### Exercise directions:
Decide whether each statement agrees with the article on the album launch, answering yes or no and quoting the deciding words: 1. The album was launched on World Poetry Day. 2. Barbara Blake-Hannah spoke into a microphone from the wooden bridge. 3. The album has eleven tracks.

(Text)

WESTERN BUREAU:
MULTICAST ENTERTAINMENT chose Sunday and the Ashanti Oasis Restaurant in Hope Gardens, St. Andrew, to launch the Multicast Poetz debut album.
Being World Poetry Day, it was a good date for the launch and the Ashanti Oasis, containing and surrounded by flourishing plants, was a good place to send roots into oral and literary soil.
The launch was intimate enough to be done without a microphone, with hostess Barbara Blake-Hannah utilising the wooden bridge spanning the centre of Ashanti as a platform to outline the origins of Multicast Entertainment and the Multicast Poetz. She explained that the principals behind Multicast are her son Makonnen Blake-Hannah and Eric Dixon. "At CME 2002 (the Caribbean Music Expo) they learnt a lot about the business of making music and they decided to form a company," she said.
MAJOR CONTRIBUTORS
Blake-Hannah explained that "these young people making music and these young people writing poetry" got together through the instrumentation of two persons, "the godfather of the new poetry movement", Mutabaruka and Weekenz Tuesday Night Poetry organiser Connie Bell.
These young people writing poetry are Neto, who contributes 'Cruisin' Up The Waltham', 'Price of Paradise' and 'War Zone'; Marsha with 'Standing Here In Limbo', Takura with 'Jamaican Food', Steppa with 'Consider My Meditation' and 'Whe Di Music Gone' and Ginsu with 'New World Order' and 'The Plan'.
Mutabaruka contributes 'Flippity Flop' as special guest on the 11-track album and was one of three persons presented with a copy of the album on Sunday evening, the other two being Jamaica Federation of Musicians (JFM) president Desi Young and a Gleaner representative.
"We are doing something new," Makonnen Blake-Hannah said, referring to the project, promising that "it is the first of many things."
FEEL OF WRITING
The bridge also served as a stage area for four of the poets on the album to give a live feel of their work. Ginsu was up first and, after he expressed his feelings about being on the album and some humour about his hat covering his eyes he gave a rhythmic look into his purpose for writing, saying that:
A talk what a see
An all I see is hardship and
poverty...

(End Text)
(The data)

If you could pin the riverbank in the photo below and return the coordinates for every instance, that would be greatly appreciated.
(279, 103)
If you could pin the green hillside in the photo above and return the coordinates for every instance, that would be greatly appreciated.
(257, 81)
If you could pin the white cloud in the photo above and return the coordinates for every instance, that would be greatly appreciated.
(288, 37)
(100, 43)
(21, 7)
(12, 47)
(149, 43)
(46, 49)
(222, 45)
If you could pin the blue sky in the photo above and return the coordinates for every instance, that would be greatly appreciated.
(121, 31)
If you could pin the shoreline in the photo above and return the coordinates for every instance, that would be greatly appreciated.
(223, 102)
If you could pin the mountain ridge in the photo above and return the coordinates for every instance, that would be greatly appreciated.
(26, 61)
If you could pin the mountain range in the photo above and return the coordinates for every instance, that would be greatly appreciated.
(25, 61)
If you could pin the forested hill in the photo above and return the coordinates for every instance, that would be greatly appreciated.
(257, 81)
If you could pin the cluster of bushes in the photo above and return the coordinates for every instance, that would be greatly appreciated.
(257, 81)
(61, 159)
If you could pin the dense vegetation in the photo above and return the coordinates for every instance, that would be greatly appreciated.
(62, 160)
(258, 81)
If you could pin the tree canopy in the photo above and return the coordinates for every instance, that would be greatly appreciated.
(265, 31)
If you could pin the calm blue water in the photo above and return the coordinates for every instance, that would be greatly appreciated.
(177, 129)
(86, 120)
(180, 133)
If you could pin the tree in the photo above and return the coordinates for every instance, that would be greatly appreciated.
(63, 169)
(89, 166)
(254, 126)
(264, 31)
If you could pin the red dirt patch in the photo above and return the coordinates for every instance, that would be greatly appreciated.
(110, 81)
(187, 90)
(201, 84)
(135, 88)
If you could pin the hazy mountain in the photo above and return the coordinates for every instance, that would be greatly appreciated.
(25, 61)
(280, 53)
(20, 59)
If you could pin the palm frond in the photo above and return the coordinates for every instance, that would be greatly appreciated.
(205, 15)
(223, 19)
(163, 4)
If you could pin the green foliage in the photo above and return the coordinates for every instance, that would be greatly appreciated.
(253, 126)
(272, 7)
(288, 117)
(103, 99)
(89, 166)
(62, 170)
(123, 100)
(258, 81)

(End The data)

### Output below:
1. Yes: "Being World Poetry Day, it was a good date for the launch"
2. No: "The launch was intimate enough to be done without a microphone"
3. Yes: "as special guest on the 11-track album"